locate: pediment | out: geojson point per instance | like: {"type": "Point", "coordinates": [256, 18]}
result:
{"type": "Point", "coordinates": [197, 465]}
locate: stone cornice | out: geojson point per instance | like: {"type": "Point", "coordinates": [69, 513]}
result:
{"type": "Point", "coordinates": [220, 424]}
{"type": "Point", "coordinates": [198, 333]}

---

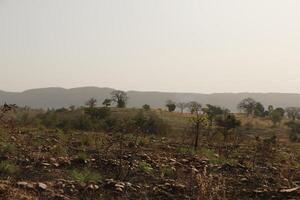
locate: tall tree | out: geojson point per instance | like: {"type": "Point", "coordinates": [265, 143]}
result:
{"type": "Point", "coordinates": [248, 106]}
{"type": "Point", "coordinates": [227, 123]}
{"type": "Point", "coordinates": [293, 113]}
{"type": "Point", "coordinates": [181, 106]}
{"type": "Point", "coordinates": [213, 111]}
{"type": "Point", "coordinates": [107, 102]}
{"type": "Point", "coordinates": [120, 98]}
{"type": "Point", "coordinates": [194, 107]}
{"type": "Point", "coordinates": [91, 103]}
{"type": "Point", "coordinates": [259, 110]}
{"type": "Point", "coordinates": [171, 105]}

### WORK TO COMPLETE
Search the entries for the word "instance" and copy every line that holds it.

### SOLUTION TO THE PROBLEM
locate: pediment | out: geojson point per instance | like: {"type": "Point", "coordinates": [256, 18]}
locate: stone cornice | out: geojson point per instance | like: {"type": "Point", "coordinates": [69, 513]}
locate: tall tree | out: geojson point per instance | like: {"type": "Point", "coordinates": [265, 143]}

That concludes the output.